## Activity:
Within the data that follows, how many lines carry the string "nose"? Give the number alone.

**** Provided records

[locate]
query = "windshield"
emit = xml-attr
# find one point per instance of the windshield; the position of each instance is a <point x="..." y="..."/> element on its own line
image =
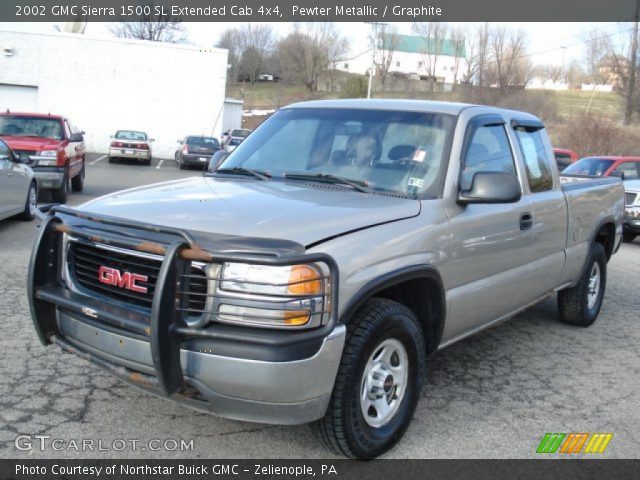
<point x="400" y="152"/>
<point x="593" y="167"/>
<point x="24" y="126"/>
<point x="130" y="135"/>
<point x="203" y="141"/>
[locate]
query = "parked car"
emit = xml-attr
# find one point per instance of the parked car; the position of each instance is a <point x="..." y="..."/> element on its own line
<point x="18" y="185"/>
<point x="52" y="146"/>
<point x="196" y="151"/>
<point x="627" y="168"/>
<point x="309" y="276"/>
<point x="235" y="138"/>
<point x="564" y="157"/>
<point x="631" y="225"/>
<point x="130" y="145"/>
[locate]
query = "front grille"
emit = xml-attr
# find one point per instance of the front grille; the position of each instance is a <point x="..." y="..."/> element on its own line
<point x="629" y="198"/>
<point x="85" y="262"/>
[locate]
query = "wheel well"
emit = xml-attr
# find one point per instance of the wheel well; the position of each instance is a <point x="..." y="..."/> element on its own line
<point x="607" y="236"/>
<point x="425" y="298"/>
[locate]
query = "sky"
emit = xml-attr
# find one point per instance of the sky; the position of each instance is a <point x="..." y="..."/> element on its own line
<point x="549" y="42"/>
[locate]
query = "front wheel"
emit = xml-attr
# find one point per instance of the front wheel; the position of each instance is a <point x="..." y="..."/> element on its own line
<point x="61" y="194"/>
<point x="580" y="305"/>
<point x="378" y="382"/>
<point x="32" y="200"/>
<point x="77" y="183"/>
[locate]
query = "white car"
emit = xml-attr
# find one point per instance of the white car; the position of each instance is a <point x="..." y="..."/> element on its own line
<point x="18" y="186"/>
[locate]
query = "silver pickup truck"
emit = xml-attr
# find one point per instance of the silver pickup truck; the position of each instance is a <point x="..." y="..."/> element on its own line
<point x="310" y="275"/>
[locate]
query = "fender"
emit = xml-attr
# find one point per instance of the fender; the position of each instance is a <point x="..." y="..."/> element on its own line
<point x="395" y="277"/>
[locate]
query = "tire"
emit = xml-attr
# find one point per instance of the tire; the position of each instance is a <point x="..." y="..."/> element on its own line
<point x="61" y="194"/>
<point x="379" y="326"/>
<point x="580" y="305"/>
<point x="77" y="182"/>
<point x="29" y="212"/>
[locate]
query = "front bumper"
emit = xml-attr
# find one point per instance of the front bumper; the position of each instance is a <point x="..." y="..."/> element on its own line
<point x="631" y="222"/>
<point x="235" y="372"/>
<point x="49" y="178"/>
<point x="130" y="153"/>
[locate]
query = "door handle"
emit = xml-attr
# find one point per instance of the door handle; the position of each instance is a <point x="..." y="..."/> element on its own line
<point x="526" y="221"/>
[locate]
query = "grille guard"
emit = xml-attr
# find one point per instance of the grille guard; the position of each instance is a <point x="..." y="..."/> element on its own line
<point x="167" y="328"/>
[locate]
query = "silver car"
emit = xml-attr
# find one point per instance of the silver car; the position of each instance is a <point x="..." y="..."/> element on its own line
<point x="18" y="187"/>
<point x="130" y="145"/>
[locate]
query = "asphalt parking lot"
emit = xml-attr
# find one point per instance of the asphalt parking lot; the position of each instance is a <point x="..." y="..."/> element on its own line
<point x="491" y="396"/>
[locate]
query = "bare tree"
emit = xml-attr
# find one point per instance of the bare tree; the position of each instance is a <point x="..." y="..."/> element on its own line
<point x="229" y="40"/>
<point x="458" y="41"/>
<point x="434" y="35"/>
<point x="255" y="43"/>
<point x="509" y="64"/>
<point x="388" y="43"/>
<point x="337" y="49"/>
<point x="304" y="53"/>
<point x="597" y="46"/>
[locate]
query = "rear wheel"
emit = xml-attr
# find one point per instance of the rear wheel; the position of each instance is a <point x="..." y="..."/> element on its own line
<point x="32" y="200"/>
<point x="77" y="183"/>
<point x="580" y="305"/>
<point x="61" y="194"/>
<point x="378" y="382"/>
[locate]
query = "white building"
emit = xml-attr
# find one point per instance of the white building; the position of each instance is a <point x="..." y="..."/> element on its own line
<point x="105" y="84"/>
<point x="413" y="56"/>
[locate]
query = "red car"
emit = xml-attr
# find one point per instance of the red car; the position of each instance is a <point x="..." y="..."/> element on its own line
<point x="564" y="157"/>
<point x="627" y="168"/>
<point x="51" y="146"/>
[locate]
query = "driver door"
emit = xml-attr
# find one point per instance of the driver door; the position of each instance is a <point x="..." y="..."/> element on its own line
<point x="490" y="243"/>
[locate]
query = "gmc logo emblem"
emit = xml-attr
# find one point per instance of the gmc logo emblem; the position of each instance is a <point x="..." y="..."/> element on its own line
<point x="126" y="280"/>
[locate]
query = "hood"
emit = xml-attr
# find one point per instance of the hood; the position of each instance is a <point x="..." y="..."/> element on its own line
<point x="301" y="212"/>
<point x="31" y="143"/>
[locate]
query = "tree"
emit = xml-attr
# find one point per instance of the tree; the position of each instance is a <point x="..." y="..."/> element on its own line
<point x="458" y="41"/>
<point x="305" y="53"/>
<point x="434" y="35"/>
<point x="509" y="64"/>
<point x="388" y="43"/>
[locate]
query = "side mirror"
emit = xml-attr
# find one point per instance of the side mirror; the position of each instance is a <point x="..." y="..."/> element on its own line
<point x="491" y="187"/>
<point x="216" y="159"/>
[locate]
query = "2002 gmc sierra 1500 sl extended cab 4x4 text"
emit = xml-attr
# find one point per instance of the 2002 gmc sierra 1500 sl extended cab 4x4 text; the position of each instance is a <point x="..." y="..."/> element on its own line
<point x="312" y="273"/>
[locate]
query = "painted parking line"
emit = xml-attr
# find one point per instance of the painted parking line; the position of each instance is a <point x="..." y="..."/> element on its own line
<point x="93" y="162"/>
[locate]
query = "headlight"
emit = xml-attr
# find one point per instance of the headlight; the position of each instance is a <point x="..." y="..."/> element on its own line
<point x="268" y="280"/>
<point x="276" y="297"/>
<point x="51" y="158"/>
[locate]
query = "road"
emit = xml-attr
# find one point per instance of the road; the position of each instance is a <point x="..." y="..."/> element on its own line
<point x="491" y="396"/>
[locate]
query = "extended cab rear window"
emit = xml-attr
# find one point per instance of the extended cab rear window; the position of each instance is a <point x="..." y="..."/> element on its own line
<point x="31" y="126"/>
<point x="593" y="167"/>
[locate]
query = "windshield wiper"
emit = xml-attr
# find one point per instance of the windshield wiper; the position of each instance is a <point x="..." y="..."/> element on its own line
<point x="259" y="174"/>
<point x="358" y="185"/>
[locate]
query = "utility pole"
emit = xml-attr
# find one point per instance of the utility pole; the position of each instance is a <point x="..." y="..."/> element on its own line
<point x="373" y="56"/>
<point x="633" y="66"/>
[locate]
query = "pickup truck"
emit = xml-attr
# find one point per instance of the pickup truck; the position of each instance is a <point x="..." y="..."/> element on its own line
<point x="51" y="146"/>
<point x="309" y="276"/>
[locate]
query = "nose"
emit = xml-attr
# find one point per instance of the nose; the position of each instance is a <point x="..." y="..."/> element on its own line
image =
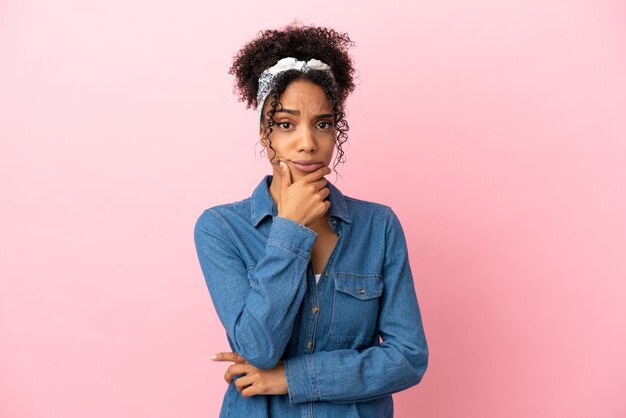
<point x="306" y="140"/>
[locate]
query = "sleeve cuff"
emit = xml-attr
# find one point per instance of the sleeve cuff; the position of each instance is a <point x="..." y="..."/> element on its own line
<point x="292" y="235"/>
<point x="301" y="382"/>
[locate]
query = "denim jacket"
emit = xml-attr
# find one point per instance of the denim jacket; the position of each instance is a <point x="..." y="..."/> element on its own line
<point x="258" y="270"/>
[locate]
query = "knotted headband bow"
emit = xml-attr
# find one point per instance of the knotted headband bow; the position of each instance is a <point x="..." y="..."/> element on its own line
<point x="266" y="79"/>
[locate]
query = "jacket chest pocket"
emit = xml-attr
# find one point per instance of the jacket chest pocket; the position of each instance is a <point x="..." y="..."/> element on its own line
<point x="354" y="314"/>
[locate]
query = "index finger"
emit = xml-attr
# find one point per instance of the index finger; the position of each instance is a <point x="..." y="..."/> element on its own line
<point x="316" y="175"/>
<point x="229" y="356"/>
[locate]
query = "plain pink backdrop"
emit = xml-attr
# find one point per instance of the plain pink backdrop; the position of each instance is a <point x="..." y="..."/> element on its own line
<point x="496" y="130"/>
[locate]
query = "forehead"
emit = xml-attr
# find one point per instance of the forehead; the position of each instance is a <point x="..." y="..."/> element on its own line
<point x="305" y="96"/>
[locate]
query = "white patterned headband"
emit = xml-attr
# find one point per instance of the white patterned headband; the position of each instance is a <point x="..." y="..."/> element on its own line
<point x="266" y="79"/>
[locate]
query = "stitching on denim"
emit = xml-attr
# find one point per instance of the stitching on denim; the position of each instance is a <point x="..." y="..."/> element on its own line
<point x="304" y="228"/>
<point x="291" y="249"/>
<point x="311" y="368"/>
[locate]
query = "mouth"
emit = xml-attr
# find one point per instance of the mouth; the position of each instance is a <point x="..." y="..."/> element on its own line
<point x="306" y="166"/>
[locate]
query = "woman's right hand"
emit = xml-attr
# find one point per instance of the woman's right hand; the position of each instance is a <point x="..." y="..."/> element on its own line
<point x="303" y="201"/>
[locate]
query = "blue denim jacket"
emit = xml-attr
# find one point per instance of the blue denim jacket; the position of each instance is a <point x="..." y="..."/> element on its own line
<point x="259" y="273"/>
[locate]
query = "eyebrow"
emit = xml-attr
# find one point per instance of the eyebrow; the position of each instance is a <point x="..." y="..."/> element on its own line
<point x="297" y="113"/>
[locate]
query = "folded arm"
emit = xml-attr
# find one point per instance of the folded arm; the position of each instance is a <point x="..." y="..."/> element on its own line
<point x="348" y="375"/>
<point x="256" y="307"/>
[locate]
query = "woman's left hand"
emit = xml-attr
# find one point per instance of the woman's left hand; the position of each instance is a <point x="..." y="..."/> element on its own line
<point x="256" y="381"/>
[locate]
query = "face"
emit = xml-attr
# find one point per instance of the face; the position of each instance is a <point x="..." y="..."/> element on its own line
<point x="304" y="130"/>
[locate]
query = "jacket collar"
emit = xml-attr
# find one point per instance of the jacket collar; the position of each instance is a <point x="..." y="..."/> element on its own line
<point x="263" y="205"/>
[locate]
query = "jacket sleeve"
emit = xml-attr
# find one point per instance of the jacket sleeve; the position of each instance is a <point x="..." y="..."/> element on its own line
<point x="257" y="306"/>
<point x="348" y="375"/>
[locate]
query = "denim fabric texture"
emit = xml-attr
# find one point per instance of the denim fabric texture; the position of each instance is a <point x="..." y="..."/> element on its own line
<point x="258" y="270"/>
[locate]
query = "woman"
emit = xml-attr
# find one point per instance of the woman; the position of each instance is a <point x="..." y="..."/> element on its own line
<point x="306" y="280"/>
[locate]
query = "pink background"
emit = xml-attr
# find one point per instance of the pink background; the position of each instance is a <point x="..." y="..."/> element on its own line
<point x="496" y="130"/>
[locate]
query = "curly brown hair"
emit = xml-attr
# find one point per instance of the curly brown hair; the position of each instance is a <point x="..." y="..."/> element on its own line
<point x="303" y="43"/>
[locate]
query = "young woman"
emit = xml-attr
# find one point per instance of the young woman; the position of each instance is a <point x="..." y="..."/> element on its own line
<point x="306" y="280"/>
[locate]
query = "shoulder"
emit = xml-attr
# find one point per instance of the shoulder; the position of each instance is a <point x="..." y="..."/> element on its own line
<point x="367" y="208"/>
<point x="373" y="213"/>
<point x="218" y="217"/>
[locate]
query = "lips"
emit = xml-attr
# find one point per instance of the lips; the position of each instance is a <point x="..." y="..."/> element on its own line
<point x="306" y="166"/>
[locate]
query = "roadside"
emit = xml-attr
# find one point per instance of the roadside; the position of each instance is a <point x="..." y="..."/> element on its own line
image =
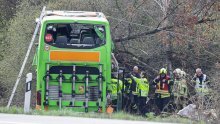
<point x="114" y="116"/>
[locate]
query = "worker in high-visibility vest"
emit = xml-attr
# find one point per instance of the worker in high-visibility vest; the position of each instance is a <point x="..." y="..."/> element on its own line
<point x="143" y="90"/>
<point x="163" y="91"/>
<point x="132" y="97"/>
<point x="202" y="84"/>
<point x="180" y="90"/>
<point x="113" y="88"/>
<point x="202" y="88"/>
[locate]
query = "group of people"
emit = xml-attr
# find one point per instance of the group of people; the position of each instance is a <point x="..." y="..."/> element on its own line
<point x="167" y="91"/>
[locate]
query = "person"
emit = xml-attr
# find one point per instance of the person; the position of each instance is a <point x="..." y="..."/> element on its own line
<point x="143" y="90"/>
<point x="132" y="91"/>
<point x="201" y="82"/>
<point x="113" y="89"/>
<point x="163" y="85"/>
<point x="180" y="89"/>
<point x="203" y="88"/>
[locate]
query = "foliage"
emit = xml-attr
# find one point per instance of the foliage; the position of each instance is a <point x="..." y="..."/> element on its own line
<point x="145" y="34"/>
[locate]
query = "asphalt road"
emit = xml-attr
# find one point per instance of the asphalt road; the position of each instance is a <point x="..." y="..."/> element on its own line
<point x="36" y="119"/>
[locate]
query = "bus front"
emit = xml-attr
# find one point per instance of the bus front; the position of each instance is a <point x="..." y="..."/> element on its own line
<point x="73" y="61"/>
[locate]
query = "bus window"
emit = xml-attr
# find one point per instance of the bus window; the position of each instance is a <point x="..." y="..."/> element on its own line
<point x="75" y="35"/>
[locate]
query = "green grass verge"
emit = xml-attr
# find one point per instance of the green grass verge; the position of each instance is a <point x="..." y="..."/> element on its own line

********

## Solution to this task:
2